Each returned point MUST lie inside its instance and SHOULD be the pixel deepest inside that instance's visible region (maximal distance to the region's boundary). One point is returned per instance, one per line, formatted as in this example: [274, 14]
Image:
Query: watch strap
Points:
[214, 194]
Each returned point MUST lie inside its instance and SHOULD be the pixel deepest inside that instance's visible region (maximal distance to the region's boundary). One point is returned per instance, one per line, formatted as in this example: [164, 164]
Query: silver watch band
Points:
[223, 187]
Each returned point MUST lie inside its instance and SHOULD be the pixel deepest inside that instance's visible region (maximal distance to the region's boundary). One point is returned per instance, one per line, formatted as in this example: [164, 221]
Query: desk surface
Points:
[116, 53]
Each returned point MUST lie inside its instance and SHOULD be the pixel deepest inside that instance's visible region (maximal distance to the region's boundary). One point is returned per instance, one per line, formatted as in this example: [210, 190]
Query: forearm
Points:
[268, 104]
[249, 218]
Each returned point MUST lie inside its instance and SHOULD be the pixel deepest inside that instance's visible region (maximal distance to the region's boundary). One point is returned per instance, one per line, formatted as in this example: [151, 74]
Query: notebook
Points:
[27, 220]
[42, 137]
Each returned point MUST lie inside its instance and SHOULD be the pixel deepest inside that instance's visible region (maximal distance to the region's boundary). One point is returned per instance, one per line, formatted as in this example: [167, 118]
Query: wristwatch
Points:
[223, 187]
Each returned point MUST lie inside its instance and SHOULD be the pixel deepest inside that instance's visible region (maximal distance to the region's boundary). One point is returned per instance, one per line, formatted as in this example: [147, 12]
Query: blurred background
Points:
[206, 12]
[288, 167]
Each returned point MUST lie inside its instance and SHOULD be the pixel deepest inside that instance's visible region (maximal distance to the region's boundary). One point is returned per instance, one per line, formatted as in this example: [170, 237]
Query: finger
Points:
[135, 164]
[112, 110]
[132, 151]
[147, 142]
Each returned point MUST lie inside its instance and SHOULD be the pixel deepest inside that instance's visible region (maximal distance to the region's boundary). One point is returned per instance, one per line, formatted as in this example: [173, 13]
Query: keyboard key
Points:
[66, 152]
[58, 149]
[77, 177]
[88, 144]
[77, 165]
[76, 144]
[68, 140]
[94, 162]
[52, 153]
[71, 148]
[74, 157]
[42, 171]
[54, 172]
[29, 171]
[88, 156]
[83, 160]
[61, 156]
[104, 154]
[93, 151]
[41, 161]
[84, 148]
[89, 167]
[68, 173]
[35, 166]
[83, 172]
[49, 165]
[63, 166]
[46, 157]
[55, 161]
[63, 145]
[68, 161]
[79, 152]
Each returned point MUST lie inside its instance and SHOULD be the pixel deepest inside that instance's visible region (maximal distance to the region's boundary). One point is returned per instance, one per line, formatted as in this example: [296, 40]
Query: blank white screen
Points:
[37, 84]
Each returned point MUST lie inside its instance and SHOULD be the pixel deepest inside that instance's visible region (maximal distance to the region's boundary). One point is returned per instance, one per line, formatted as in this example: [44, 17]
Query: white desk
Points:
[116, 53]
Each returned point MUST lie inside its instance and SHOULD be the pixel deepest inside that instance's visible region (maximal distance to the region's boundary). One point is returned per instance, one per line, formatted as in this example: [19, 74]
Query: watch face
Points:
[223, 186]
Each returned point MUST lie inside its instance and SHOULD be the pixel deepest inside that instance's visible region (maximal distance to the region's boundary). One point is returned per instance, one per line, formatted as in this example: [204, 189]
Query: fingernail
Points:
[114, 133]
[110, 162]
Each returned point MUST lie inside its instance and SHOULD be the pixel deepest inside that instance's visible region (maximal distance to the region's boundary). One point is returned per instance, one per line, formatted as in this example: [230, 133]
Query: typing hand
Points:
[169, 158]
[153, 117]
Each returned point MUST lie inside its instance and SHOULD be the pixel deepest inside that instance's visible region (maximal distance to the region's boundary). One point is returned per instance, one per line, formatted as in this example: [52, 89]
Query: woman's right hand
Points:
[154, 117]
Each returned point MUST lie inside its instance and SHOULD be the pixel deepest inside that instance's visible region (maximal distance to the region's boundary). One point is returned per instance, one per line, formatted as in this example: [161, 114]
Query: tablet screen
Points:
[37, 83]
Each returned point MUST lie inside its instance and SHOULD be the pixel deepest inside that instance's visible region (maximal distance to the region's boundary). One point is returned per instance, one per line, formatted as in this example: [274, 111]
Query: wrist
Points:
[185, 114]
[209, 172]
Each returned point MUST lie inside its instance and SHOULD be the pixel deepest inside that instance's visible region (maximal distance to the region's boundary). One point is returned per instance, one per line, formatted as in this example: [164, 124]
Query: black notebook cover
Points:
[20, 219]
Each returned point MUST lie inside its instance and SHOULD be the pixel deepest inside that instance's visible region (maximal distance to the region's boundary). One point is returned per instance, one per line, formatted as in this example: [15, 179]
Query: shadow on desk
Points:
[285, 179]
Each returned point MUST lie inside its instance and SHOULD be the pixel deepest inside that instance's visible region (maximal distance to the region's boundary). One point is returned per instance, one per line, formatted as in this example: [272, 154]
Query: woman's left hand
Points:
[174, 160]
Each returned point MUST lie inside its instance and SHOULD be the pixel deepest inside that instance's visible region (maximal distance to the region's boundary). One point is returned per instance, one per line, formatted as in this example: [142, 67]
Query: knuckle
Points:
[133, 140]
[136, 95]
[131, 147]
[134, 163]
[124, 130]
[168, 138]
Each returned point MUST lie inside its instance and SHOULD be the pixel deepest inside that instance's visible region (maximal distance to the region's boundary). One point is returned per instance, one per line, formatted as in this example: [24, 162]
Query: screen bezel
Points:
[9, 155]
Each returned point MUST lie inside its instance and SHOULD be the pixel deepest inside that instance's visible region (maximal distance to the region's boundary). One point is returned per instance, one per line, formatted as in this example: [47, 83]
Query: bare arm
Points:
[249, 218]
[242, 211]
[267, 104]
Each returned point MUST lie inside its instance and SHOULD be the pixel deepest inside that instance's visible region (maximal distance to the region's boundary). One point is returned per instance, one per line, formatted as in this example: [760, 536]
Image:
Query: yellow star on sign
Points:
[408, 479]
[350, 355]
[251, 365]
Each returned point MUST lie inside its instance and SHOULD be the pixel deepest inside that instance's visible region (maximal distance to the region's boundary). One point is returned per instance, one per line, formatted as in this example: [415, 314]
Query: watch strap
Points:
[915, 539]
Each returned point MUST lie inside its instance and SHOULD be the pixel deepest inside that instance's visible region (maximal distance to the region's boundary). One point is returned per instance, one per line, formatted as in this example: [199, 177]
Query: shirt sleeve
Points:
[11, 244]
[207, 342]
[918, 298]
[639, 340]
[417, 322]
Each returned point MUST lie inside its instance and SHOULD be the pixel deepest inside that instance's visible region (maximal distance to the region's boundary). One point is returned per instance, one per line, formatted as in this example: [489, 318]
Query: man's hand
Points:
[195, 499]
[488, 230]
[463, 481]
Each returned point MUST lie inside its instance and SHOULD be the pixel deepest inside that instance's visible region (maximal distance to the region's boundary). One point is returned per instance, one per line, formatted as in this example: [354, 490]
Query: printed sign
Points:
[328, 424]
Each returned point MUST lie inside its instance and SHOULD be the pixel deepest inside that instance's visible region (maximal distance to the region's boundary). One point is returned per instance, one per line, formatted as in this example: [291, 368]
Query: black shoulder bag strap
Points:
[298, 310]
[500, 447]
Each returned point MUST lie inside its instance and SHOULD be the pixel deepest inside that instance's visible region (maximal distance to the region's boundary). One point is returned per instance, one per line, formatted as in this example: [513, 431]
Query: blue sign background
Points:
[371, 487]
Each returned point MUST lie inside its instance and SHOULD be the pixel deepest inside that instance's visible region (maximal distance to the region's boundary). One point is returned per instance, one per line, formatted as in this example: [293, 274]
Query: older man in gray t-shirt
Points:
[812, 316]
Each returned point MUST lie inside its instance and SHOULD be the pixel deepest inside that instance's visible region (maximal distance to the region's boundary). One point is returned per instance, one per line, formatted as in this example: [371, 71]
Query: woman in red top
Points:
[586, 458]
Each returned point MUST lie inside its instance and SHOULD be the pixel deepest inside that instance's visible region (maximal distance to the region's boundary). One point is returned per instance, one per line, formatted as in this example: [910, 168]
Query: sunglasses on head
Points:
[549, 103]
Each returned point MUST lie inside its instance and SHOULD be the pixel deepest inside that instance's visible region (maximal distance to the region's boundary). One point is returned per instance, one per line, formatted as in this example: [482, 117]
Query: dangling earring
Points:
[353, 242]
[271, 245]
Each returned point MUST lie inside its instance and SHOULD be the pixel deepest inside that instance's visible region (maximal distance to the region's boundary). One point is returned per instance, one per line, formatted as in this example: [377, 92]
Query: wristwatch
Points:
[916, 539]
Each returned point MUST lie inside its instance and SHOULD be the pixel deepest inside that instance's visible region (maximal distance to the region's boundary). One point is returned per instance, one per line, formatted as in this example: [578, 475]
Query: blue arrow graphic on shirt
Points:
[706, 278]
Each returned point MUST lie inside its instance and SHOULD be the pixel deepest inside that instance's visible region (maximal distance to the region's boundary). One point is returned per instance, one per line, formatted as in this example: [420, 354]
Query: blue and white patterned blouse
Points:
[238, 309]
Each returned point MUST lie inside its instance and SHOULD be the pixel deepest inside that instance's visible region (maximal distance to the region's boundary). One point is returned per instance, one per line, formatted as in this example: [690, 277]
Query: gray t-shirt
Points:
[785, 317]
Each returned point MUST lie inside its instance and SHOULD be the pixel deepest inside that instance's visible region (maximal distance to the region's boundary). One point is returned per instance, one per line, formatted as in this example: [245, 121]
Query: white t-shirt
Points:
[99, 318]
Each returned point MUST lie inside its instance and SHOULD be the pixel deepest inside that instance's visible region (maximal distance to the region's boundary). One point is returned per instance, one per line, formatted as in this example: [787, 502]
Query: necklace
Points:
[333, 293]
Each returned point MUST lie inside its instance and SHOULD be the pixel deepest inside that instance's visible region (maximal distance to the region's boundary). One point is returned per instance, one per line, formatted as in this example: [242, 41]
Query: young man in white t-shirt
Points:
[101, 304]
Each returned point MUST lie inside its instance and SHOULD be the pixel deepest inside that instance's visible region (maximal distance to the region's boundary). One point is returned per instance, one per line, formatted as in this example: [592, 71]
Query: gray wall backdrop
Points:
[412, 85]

> [WHAT IS ASKED]: Return the two lines above, from the line containing "example: [420, 354]" through the line containing "Query: blue and white patterned blouse", character for character.

> [ANSWER TO THIS TASK]:
Each returned point MUST lie inside its instance and SHOULD be the pixel deepest inside that instance's visible region (maximal distance to the region's boundary). One point is returned per instance, one per line, formatted as in this example: [420, 354]
Query: blue and white patterned blouse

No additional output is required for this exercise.